▶ _EXERCISE TASK_
From the line containing "of the decorative" through the last line of the entries below, repeat each line word for word and leave out the rest.

-- start of RECORDS FOR THE TASK --

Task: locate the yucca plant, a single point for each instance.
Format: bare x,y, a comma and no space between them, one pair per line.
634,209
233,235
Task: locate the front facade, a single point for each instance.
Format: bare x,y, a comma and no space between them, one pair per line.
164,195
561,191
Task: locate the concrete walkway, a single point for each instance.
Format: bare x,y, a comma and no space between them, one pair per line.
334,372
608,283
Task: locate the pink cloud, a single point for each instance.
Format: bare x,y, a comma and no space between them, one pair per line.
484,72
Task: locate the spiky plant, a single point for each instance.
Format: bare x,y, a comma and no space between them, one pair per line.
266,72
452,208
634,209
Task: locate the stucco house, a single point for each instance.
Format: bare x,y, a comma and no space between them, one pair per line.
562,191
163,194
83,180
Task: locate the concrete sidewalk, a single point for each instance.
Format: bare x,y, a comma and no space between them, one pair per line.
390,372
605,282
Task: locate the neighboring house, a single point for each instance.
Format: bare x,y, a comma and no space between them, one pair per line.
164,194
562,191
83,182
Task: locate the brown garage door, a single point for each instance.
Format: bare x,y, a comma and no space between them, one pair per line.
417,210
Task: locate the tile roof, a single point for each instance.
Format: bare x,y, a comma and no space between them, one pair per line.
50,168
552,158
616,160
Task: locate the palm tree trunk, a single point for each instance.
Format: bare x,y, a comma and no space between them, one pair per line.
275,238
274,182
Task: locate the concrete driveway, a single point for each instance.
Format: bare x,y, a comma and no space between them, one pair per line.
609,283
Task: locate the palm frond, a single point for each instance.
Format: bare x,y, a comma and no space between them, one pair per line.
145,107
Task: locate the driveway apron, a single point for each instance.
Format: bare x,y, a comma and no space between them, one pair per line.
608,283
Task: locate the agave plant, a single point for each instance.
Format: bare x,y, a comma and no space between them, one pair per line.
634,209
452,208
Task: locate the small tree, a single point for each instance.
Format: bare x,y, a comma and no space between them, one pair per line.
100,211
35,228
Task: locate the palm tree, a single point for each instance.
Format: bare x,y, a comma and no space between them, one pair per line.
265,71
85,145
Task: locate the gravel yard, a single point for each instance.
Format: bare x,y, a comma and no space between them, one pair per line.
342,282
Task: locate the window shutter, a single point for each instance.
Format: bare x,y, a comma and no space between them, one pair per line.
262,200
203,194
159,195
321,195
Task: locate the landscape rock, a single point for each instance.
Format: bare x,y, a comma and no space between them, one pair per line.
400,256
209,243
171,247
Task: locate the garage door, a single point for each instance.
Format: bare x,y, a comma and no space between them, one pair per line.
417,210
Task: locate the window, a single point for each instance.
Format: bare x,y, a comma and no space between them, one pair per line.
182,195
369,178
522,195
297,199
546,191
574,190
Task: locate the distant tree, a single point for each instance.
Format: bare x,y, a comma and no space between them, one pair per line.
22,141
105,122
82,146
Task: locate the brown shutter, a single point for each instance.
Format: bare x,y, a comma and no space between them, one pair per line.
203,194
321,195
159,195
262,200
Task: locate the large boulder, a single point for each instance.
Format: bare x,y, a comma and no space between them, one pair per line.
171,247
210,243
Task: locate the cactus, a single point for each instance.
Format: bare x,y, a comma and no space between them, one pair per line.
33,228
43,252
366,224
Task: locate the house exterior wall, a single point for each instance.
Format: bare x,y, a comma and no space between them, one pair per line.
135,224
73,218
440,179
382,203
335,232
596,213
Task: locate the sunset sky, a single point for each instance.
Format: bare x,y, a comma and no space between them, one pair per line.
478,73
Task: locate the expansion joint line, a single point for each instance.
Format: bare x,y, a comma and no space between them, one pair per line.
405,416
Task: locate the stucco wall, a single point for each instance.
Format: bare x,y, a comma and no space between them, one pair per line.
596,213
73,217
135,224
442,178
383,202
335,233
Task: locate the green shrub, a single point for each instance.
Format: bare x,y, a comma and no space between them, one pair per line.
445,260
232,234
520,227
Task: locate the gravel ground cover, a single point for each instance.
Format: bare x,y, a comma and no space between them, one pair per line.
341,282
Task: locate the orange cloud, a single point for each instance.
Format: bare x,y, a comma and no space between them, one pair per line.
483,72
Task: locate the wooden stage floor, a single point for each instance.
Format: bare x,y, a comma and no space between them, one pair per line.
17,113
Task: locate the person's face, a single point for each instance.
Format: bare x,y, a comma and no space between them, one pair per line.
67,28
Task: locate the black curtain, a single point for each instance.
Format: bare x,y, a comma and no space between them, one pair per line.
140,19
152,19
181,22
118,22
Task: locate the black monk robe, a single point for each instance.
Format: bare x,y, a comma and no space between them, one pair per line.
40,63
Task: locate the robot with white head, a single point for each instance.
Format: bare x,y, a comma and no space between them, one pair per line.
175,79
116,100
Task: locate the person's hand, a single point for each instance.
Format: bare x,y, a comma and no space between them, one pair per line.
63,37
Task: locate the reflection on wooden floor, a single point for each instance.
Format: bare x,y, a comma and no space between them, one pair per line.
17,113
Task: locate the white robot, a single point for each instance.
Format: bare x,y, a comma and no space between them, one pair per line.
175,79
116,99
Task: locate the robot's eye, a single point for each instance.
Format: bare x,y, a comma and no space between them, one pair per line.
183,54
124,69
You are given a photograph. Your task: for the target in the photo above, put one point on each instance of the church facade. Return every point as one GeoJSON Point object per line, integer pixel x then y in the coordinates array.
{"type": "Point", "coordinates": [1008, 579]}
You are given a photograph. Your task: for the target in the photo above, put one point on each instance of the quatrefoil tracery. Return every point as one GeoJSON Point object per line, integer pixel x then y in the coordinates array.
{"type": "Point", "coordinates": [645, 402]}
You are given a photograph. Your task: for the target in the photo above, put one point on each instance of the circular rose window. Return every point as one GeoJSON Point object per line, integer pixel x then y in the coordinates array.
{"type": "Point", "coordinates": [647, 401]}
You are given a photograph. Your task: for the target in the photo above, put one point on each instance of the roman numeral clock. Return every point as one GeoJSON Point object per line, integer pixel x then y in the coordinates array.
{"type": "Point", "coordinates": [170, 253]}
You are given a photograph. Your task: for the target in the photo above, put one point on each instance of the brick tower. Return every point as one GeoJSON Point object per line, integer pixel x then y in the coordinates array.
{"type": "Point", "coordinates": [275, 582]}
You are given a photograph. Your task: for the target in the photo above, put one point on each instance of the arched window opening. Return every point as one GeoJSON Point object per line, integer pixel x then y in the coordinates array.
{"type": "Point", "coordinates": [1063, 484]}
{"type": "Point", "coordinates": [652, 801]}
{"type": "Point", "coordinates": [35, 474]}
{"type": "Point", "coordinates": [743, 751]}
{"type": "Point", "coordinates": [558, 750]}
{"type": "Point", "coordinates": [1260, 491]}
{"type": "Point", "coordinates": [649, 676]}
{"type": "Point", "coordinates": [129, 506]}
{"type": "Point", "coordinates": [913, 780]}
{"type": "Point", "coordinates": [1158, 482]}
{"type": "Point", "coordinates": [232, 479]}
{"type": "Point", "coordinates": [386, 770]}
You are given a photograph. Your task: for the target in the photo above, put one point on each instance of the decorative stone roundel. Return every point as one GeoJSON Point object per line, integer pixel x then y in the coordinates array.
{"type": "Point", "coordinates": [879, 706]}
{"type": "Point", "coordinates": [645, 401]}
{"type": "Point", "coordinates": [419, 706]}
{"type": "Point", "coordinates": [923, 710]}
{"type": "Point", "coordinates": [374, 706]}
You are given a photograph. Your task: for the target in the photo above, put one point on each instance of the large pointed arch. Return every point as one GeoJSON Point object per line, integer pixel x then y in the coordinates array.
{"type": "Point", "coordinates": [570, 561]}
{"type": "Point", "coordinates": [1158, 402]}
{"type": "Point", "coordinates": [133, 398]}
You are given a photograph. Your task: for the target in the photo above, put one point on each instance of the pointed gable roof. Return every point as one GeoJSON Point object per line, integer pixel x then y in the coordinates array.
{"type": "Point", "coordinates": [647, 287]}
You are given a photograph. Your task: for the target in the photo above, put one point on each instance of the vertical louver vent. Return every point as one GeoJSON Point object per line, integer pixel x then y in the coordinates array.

-- end of RECORDS FOR THE TASK --

▶ _COMPLETE RESPONSE_
You are given a photograph. Your task: for the target in the photo above, put one point on each instance of the decorative stone roundel. Return every point as one GeoJSON Point object per line, integer pixel x then y in the coordinates array.
{"type": "Point", "coordinates": [879, 706]}
{"type": "Point", "coordinates": [645, 401]}
{"type": "Point", "coordinates": [419, 706]}
{"type": "Point", "coordinates": [923, 710]}
{"type": "Point", "coordinates": [374, 706]}
You are given a photograph. Your task: for the target in the photo above, put one point on each instance of the large pointed arch. Return every point as one GeoJSON Point object per line, integer pixel x then y in the coordinates array.
{"type": "Point", "coordinates": [570, 561]}
{"type": "Point", "coordinates": [1158, 402]}
{"type": "Point", "coordinates": [133, 398]}
You are given a photograph. Your task: for the target in the photo above, put one point on each instance of the pointed gable roof. Return every point as one GeoJSON Point object per line, integer pixel x then y in the coordinates array.
{"type": "Point", "coordinates": [647, 287]}
You are given a photograph. Your task: for the target in the photo above, put one point on each instance of the vertical louver vent. Return every point as one GeoJSON Point object per line, integer pixel x then y in the coordinates array.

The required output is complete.